What you need to do | Instruction for the entries that follow: retype exactly the lines from the line with "Task: mark each instance of the blue tent" to the line with "Task: mark each instance of the plastic bag", both included, and omit all others.

Source material |

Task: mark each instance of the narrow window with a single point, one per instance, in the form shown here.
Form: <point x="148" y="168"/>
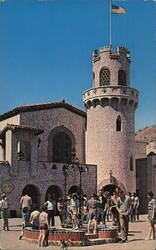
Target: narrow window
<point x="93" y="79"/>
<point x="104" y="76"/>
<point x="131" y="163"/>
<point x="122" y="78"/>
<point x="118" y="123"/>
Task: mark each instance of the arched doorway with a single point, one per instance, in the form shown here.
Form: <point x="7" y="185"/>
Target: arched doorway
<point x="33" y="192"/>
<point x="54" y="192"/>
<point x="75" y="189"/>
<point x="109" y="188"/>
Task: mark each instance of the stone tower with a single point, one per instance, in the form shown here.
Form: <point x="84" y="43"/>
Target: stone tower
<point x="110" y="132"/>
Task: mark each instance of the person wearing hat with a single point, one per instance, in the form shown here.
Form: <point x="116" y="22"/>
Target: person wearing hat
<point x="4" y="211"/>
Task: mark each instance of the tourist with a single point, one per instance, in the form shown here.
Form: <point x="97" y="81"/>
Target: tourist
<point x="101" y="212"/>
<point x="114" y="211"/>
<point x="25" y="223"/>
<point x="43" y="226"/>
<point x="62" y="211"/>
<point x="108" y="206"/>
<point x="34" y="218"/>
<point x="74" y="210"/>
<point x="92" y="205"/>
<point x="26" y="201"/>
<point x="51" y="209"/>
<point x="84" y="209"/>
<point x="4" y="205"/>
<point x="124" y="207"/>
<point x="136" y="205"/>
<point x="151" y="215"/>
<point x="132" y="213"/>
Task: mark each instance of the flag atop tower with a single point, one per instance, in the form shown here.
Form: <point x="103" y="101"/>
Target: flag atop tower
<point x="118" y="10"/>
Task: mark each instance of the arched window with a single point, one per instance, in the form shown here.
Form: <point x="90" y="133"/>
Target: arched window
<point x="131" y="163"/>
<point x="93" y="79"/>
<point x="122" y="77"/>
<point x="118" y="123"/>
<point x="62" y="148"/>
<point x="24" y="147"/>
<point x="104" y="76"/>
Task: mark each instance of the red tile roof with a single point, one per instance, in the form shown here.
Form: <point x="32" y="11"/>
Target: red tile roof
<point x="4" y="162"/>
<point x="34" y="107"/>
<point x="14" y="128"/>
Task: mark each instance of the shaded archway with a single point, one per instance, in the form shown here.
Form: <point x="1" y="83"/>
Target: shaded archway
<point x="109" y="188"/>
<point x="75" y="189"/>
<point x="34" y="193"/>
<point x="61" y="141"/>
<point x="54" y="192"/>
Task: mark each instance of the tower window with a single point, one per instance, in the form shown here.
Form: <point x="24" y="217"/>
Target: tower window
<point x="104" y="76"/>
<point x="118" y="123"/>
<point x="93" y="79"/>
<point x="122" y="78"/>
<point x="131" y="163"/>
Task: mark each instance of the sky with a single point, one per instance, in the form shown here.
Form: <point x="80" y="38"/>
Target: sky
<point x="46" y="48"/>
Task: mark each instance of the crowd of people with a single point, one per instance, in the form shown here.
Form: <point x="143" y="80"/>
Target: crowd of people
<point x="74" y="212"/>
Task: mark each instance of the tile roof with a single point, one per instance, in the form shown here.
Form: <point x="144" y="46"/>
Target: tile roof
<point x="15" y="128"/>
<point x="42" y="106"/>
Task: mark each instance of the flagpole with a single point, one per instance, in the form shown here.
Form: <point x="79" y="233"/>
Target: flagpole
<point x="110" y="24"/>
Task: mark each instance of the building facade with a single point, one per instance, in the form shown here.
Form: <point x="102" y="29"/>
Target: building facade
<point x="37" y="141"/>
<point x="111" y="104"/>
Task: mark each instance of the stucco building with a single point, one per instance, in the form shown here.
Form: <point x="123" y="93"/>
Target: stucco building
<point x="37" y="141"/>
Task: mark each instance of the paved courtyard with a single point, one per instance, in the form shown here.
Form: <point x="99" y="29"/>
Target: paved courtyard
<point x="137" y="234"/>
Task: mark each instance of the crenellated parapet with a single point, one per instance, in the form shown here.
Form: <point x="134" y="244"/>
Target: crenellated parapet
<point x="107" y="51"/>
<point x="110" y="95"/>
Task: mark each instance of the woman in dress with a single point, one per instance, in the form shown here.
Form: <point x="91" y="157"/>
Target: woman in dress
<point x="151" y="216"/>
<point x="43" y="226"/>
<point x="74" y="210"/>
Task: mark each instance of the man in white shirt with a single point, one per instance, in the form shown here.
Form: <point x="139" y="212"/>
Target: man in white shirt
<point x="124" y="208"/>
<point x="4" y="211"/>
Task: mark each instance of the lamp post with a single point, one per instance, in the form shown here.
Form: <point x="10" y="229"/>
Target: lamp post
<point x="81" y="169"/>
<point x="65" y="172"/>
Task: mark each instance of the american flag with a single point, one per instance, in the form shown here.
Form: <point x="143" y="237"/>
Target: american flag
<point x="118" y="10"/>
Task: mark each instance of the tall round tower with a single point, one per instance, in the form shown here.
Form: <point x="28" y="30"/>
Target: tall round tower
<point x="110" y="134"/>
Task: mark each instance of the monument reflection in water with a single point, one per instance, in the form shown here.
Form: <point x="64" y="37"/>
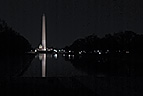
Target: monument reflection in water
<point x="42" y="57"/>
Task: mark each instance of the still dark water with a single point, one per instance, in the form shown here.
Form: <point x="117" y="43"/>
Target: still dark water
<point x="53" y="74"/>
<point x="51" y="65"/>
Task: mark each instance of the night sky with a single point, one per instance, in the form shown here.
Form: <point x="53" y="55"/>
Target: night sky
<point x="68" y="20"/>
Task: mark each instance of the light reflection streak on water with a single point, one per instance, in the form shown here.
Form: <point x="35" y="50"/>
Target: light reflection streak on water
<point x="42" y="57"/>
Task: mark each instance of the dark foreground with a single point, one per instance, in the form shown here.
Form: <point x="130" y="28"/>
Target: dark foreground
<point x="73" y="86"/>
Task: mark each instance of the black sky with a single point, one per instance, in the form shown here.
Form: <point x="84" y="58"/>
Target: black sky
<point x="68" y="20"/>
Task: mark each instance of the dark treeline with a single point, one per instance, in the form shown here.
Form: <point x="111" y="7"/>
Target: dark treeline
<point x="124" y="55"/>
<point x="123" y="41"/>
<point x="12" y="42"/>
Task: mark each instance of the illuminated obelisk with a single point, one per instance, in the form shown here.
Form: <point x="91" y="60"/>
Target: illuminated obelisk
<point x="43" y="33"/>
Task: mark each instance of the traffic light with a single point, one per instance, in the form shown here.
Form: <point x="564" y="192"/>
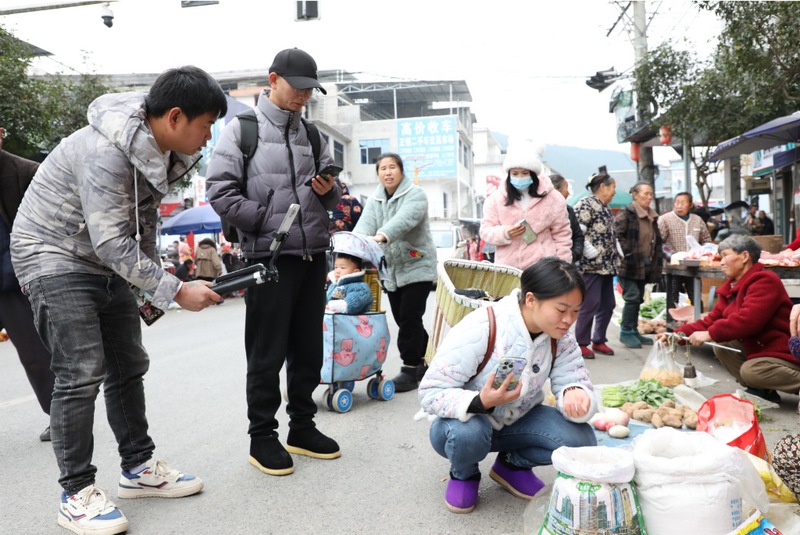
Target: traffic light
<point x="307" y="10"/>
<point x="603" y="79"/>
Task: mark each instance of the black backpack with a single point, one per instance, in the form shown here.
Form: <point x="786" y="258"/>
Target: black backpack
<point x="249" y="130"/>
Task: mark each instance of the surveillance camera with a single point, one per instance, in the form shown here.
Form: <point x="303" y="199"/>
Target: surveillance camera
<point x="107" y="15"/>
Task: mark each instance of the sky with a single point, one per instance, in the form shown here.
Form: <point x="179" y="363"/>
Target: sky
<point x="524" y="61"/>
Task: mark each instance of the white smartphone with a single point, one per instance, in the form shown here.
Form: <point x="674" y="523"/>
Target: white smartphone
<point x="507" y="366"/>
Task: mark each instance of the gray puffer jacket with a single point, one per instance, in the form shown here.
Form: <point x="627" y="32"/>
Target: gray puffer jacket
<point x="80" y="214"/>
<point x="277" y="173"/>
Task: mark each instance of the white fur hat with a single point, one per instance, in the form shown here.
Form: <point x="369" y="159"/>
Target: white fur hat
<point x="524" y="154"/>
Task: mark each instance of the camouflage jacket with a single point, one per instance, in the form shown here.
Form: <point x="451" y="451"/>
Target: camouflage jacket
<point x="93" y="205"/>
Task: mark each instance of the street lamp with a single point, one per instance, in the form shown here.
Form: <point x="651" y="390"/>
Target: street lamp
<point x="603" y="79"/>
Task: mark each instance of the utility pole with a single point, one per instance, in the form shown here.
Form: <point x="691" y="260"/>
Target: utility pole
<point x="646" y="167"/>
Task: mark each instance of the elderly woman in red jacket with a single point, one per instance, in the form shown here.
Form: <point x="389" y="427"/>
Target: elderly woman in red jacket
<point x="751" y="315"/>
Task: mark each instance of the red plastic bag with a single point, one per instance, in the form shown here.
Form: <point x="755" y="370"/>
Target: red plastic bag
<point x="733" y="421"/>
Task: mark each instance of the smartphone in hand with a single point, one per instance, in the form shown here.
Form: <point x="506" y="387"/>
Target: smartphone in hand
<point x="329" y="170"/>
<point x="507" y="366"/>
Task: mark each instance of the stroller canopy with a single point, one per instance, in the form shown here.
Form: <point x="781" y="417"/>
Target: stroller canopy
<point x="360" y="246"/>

--

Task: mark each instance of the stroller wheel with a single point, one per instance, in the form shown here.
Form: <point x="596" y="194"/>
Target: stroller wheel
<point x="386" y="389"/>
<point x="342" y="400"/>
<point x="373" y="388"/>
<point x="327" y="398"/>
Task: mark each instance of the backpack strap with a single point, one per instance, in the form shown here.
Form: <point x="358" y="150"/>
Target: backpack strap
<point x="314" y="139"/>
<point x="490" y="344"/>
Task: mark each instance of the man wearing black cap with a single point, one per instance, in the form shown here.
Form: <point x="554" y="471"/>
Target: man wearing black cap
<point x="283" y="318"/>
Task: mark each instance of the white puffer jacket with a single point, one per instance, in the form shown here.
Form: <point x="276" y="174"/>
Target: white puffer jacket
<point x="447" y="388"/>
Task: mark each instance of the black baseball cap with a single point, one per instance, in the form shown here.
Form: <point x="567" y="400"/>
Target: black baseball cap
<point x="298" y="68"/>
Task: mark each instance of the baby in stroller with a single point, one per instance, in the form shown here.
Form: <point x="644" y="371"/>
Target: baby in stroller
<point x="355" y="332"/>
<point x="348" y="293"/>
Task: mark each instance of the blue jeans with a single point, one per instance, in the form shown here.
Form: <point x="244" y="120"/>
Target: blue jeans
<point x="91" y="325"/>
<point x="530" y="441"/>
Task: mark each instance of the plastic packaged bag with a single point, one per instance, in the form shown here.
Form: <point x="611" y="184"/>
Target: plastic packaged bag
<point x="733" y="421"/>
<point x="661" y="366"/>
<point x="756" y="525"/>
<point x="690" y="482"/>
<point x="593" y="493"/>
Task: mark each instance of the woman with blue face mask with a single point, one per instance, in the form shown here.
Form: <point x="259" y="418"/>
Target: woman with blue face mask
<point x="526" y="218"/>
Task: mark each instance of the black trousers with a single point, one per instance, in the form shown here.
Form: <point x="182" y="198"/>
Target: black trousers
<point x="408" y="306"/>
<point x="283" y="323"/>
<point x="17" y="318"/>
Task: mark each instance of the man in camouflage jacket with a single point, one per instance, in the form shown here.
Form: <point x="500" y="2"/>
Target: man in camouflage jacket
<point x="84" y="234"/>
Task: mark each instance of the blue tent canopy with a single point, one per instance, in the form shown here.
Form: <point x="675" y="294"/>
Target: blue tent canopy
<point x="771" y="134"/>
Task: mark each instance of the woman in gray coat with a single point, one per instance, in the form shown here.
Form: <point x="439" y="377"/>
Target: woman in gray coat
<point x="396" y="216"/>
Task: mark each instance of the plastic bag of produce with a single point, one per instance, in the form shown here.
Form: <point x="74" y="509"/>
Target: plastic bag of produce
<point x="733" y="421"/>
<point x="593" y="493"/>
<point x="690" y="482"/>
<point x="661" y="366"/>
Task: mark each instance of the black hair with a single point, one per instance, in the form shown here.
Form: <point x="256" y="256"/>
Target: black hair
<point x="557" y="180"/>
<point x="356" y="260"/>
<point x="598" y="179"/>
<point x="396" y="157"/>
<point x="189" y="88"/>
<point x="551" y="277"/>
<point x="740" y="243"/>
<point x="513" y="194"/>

...

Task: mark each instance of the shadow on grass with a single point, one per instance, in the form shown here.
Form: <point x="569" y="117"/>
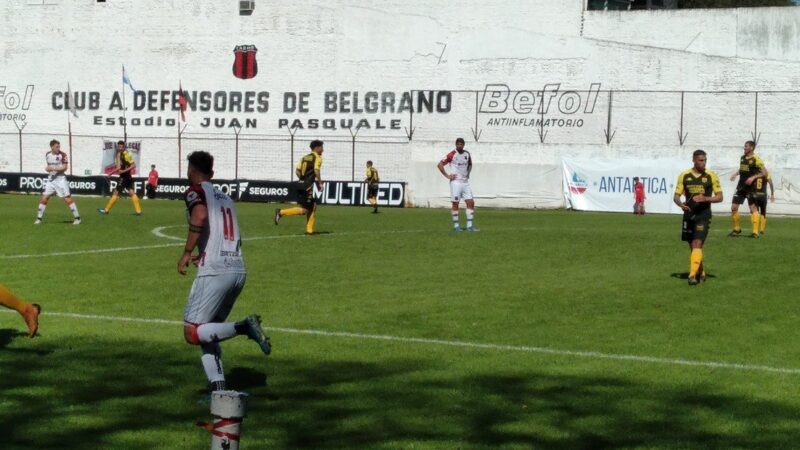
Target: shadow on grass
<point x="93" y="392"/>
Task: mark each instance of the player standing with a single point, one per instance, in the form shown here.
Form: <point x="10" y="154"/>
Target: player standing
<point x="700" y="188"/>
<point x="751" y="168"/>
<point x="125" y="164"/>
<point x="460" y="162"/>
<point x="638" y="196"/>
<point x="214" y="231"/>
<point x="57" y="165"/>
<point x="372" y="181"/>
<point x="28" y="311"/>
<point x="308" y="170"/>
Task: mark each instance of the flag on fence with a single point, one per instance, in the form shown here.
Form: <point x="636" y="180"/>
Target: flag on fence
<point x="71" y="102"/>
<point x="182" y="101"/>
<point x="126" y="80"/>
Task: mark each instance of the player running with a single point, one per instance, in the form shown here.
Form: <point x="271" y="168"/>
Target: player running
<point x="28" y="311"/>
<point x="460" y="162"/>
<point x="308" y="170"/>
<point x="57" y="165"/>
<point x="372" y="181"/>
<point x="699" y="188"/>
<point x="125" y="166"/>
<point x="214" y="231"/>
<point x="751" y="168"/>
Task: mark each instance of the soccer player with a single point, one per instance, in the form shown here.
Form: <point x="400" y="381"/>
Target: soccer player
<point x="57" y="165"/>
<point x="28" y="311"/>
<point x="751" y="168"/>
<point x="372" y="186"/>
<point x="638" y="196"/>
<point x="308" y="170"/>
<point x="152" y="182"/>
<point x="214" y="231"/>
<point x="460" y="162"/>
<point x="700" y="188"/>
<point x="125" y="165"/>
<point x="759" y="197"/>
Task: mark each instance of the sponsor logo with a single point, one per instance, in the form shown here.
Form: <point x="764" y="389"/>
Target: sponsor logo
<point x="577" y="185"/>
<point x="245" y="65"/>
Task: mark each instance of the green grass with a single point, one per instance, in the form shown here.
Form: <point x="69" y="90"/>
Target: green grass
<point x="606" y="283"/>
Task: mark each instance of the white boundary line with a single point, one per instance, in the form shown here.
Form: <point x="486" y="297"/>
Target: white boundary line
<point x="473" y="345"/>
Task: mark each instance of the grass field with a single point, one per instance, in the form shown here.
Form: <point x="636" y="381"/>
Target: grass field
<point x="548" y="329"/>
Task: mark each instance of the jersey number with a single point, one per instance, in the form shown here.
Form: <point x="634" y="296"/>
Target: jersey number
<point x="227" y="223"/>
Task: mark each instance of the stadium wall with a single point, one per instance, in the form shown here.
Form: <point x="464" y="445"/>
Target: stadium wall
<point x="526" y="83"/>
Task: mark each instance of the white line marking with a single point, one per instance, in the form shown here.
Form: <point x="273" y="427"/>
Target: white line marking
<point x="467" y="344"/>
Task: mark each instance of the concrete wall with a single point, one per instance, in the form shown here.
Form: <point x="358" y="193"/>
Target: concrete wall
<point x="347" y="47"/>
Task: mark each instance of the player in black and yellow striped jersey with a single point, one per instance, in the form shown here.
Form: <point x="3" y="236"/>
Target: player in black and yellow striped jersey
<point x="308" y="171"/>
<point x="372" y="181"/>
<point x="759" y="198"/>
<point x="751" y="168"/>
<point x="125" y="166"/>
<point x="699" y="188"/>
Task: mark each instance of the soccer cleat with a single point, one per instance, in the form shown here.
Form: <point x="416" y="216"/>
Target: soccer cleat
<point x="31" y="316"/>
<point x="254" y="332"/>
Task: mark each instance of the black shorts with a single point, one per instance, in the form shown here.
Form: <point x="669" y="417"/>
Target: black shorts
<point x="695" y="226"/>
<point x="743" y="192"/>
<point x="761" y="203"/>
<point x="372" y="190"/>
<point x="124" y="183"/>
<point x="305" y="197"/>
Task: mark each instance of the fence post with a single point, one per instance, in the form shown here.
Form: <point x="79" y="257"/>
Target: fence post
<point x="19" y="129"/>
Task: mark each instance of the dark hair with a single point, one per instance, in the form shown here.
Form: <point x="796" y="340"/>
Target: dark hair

Answer |
Task: mark each instance of the blue tent canopy with a single point, one per instance, in the form shown here.
Form: <point x="675" y="294"/>
Target: blue tent canopy
<point x="771" y="134"/>
Task: mark each instance of the woman in gray coat with a single point, one per instance, in the form shown here.
Form: <point x="439" y="377"/>
Target: woman in gray coat
<point x="396" y="216"/>
Task: mark each instance of the plastic bag of produce with a single point, one per instance, in the form shown here.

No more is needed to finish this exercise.